Exercise brief ::
Please copy each line below that contains the word "using".

Task input ::
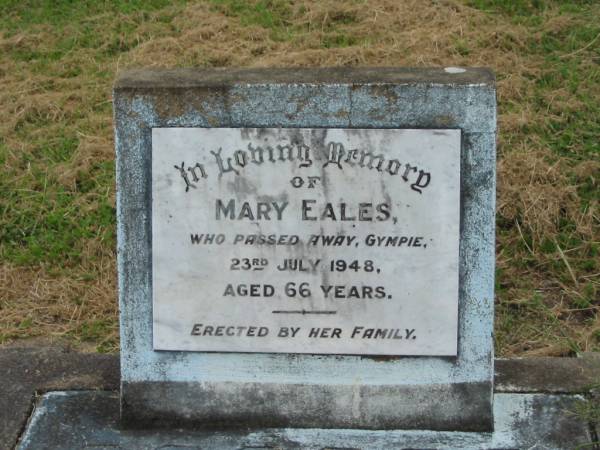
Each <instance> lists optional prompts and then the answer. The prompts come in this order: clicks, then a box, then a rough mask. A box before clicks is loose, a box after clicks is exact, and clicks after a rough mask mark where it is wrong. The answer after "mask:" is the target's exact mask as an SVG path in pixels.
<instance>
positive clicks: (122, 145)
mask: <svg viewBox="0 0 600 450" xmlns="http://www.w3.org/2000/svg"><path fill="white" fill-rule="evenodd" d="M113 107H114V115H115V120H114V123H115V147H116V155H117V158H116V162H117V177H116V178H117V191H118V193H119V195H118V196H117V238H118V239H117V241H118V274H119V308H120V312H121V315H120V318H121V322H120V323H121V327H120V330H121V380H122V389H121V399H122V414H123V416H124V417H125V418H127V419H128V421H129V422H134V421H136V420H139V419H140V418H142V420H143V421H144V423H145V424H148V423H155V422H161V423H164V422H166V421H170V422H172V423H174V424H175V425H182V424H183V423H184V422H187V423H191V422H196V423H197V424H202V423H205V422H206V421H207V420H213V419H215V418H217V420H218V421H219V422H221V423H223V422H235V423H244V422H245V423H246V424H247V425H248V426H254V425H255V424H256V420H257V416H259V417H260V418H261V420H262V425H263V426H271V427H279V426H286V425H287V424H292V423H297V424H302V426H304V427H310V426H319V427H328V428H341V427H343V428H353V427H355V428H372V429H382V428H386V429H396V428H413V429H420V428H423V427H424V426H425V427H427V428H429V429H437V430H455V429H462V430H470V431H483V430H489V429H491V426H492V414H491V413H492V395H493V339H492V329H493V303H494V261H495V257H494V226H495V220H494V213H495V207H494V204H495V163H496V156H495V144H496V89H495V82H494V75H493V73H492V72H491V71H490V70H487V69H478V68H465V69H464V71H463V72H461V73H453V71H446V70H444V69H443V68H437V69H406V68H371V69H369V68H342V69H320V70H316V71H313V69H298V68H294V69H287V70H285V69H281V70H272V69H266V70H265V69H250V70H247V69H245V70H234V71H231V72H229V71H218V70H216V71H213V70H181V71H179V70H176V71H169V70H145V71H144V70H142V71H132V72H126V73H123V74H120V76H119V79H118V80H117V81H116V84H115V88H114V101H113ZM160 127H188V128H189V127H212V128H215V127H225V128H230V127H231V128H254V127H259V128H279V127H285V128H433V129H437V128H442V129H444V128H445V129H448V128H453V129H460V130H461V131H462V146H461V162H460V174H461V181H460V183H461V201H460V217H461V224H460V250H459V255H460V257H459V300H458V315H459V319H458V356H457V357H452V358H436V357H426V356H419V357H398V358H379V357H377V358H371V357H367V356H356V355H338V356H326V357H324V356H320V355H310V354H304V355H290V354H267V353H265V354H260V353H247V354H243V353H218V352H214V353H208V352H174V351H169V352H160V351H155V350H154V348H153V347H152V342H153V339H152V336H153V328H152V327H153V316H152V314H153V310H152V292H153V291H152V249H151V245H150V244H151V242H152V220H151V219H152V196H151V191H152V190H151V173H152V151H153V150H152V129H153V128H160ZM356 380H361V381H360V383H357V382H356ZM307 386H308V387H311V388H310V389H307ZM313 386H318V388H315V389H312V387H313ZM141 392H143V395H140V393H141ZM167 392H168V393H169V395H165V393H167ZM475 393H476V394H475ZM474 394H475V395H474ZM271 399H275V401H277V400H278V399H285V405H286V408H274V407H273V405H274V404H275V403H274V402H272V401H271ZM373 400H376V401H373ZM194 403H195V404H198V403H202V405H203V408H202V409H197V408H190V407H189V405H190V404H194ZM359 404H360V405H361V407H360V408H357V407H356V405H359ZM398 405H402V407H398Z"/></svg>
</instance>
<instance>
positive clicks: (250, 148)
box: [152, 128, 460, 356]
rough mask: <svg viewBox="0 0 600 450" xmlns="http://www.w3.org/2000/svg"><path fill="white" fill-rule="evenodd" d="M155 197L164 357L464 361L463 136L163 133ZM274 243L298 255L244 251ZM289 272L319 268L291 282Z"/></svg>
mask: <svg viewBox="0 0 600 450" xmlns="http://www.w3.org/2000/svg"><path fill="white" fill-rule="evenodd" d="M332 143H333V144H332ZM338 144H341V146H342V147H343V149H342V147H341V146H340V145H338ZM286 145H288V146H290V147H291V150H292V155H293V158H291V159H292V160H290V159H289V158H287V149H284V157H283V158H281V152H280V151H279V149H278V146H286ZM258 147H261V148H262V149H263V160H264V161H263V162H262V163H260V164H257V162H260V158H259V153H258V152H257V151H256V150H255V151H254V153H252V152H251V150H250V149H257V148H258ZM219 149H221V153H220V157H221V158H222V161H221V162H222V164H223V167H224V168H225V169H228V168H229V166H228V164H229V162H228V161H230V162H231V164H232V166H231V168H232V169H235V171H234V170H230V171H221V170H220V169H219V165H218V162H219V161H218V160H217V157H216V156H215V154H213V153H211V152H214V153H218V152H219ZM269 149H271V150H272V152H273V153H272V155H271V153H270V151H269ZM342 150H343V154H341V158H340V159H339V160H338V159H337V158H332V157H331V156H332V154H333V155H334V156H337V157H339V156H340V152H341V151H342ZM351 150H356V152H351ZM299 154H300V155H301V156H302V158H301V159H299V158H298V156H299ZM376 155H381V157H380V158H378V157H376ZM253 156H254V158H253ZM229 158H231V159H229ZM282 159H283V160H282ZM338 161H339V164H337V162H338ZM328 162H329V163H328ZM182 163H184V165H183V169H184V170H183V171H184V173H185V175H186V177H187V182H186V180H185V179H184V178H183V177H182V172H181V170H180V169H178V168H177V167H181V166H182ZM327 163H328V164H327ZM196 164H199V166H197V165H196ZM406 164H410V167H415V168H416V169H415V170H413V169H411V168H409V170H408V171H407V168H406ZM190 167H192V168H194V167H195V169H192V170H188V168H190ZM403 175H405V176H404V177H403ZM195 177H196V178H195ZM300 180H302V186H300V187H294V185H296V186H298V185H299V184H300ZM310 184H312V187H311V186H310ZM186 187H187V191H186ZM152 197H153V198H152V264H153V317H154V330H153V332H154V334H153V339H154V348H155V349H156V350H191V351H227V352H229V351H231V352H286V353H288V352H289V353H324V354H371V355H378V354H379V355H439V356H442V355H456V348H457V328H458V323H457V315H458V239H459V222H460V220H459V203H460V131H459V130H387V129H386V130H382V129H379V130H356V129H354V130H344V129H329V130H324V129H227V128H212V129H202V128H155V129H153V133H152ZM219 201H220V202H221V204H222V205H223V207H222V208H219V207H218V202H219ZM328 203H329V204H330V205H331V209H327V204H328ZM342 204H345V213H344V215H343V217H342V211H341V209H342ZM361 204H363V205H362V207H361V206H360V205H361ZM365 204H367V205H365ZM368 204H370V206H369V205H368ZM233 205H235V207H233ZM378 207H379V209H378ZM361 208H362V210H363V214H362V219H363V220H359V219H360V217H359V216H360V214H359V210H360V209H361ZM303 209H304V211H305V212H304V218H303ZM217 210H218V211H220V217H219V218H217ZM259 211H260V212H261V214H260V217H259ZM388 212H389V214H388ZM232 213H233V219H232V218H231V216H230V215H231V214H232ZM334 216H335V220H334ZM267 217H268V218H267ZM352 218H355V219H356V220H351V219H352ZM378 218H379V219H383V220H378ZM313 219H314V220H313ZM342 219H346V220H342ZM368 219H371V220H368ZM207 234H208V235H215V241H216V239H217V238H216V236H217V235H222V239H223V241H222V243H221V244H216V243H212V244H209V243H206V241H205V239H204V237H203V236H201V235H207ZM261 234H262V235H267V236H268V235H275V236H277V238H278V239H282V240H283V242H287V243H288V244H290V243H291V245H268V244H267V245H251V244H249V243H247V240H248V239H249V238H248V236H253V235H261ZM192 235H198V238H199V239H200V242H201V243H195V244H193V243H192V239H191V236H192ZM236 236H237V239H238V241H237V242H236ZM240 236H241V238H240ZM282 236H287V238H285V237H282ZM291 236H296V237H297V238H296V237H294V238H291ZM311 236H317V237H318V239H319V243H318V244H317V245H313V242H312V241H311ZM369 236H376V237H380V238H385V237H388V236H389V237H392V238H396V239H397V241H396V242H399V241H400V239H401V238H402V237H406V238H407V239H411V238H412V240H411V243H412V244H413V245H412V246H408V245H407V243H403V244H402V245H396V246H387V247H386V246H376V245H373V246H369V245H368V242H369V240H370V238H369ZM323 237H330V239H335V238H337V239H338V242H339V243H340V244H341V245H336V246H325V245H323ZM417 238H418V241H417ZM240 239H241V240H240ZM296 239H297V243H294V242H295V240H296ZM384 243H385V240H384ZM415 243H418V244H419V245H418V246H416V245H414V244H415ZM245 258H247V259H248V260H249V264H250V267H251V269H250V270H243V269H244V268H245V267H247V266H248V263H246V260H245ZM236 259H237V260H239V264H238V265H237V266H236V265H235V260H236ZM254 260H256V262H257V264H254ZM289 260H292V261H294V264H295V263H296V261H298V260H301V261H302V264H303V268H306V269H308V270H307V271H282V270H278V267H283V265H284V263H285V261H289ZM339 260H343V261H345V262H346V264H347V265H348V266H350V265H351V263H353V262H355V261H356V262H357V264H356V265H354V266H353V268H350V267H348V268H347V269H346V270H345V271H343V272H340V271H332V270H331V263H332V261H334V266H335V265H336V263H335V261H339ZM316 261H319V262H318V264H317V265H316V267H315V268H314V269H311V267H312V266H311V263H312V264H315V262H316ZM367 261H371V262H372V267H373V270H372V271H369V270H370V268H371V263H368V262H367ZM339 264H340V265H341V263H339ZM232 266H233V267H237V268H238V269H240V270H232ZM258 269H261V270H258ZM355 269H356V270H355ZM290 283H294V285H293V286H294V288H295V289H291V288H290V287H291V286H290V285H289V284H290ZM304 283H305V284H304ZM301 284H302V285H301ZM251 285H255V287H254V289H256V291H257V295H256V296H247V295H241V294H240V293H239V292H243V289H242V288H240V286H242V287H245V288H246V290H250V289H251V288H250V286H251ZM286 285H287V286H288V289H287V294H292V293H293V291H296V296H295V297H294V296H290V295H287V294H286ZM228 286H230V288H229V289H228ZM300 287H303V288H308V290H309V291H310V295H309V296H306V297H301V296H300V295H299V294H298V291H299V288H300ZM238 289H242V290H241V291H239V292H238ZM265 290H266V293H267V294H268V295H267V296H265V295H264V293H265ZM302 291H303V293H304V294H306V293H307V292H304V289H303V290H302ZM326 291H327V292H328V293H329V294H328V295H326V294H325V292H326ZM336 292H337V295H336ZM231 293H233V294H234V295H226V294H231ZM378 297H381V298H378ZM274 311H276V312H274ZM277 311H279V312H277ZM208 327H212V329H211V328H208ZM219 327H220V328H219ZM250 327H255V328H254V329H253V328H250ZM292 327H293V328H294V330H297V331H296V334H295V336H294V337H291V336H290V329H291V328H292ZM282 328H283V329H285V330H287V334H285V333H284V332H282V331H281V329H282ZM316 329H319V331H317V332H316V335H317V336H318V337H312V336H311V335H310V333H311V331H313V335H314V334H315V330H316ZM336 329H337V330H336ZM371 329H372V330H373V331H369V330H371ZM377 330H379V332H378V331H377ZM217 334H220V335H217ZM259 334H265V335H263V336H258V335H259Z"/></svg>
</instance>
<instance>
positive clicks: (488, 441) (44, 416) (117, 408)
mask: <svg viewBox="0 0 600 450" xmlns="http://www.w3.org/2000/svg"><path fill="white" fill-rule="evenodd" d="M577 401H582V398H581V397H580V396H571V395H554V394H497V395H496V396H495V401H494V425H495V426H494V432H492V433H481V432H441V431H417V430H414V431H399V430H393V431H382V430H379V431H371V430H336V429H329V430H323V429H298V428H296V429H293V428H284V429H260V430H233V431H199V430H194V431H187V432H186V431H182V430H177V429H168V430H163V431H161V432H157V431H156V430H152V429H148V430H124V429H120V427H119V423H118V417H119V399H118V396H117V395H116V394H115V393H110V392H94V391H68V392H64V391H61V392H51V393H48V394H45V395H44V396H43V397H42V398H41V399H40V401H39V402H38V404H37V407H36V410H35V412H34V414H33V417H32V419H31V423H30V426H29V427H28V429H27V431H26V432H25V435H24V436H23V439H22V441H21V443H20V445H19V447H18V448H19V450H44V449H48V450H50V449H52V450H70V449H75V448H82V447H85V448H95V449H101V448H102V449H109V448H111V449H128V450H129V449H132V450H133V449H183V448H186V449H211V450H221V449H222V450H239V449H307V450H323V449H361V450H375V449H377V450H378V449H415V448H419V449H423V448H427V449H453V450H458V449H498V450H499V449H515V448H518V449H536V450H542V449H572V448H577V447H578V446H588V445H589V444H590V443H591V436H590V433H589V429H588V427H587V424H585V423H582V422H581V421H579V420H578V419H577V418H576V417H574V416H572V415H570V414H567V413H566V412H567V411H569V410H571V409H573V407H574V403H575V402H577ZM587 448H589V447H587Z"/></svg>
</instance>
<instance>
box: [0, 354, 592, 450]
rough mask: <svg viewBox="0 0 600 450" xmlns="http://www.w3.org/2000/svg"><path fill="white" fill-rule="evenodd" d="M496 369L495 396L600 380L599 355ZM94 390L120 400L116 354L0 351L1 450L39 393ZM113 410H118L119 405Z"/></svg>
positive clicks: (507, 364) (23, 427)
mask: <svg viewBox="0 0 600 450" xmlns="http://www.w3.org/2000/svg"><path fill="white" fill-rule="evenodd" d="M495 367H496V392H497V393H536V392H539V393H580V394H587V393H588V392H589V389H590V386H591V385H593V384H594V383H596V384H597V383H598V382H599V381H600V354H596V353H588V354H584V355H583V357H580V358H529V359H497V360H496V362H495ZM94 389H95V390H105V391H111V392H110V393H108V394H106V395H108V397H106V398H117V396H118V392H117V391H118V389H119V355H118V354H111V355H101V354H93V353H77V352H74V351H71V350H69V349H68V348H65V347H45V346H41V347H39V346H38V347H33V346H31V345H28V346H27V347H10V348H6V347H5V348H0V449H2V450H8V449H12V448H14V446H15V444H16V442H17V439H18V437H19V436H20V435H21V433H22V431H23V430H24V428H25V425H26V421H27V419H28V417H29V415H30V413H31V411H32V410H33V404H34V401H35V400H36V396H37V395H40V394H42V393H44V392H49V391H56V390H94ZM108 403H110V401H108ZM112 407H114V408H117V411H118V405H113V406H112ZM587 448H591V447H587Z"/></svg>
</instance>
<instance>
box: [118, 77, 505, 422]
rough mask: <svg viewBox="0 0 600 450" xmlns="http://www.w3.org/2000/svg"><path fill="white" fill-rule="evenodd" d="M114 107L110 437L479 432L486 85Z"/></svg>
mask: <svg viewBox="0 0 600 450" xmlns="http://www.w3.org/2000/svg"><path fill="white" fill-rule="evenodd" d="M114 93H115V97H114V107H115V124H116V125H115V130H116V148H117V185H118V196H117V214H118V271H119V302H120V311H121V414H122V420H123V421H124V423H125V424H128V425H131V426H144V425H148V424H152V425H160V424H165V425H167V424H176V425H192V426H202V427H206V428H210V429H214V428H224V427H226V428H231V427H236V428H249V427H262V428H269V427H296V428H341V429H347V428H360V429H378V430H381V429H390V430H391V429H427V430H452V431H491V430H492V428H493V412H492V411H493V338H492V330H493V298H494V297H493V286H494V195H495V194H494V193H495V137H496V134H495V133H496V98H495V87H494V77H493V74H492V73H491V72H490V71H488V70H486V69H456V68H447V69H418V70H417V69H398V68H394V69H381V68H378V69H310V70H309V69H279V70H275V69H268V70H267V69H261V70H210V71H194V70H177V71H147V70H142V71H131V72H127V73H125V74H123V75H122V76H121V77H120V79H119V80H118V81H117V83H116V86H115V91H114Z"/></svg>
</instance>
* * *
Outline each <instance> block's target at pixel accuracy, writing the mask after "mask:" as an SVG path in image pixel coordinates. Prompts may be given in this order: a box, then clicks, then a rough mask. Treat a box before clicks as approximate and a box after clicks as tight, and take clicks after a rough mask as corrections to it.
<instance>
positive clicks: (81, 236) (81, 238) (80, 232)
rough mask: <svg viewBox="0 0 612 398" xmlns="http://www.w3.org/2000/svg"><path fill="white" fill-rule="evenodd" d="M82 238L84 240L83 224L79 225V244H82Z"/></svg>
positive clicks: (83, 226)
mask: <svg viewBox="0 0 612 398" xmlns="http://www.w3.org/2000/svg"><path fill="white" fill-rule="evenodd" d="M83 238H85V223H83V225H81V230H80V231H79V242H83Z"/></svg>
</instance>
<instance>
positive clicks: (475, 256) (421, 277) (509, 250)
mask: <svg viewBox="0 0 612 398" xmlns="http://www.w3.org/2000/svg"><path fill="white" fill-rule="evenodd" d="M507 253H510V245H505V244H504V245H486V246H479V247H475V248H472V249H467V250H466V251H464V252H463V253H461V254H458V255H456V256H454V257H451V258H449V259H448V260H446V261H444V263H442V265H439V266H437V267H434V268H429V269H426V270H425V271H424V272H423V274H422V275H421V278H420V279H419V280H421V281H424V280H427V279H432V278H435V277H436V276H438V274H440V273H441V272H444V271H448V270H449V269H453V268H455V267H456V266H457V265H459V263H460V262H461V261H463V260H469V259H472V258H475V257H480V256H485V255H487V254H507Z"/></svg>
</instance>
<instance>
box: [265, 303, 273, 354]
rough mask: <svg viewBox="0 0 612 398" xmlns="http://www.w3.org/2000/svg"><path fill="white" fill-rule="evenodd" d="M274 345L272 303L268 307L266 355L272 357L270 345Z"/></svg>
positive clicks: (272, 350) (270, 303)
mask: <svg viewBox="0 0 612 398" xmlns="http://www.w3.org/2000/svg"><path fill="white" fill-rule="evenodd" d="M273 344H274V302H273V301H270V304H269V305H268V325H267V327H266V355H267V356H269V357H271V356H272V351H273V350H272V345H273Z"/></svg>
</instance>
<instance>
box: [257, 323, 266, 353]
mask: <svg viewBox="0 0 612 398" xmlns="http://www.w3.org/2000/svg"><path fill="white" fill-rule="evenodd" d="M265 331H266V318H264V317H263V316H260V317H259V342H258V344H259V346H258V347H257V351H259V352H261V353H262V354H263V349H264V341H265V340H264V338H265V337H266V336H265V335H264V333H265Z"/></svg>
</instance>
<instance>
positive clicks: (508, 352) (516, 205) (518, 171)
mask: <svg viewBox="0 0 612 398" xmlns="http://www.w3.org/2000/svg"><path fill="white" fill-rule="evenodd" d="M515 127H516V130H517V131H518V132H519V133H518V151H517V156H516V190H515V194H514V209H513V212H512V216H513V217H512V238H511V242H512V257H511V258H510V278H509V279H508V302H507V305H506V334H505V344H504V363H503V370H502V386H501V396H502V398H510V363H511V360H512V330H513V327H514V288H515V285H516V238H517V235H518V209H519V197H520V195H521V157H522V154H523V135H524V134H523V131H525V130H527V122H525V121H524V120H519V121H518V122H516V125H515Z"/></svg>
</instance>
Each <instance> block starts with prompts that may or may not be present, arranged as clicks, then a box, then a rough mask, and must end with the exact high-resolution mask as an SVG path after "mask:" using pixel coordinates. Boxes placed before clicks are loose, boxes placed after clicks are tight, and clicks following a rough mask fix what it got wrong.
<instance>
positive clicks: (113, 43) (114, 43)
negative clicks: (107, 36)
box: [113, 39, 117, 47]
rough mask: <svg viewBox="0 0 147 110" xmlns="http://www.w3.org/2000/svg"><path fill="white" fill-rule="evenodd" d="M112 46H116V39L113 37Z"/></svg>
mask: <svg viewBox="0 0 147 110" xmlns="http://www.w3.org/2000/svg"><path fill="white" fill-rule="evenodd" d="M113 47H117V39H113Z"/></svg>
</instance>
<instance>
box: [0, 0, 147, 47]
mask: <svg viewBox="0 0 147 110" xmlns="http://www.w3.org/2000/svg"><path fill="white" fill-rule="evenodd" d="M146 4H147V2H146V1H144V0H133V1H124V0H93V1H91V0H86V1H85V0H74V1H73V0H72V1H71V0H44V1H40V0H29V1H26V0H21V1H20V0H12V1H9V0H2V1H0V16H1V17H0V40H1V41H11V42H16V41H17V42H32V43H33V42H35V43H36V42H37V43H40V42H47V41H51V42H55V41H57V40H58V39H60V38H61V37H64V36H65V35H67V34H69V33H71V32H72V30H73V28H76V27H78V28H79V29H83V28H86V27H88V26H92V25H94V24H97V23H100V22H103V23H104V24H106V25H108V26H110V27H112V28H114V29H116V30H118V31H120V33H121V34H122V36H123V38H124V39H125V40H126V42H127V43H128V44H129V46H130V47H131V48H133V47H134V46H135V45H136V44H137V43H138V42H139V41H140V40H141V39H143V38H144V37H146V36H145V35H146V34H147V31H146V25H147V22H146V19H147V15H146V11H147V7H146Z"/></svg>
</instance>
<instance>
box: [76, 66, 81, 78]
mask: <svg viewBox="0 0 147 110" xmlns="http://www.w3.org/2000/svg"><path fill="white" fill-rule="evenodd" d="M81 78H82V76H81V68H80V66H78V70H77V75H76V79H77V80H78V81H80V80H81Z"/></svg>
...
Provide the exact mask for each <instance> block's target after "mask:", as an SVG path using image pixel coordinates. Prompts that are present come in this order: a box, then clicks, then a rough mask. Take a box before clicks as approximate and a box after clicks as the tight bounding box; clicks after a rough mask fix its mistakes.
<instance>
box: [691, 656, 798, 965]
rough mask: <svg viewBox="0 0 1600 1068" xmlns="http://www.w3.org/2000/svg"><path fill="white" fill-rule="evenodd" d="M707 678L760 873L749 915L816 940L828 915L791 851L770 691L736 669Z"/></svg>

Response to the exercise ::
Each <instance> block starts with prompts that may or may not be present, arranged as clicks, then a box, then a rough mask, and must end with the exact high-resolution mask as an SVG path after "mask:" using pixel coordinates. Boxes placed before clicks are loose, boxes placed after clicks are tight, and clicks following a rough mask fix what it got wrong.
Provide the exact mask for each <instance> block's target after "mask:", as an SVG path using image pixel coordinates. Prompts that are present come in this order: a box, then clicks, then a rough mask. Take a box before clicks as approximate and a box after clicks as the tight bounding box; clicks after a rough mask fix its mistakes.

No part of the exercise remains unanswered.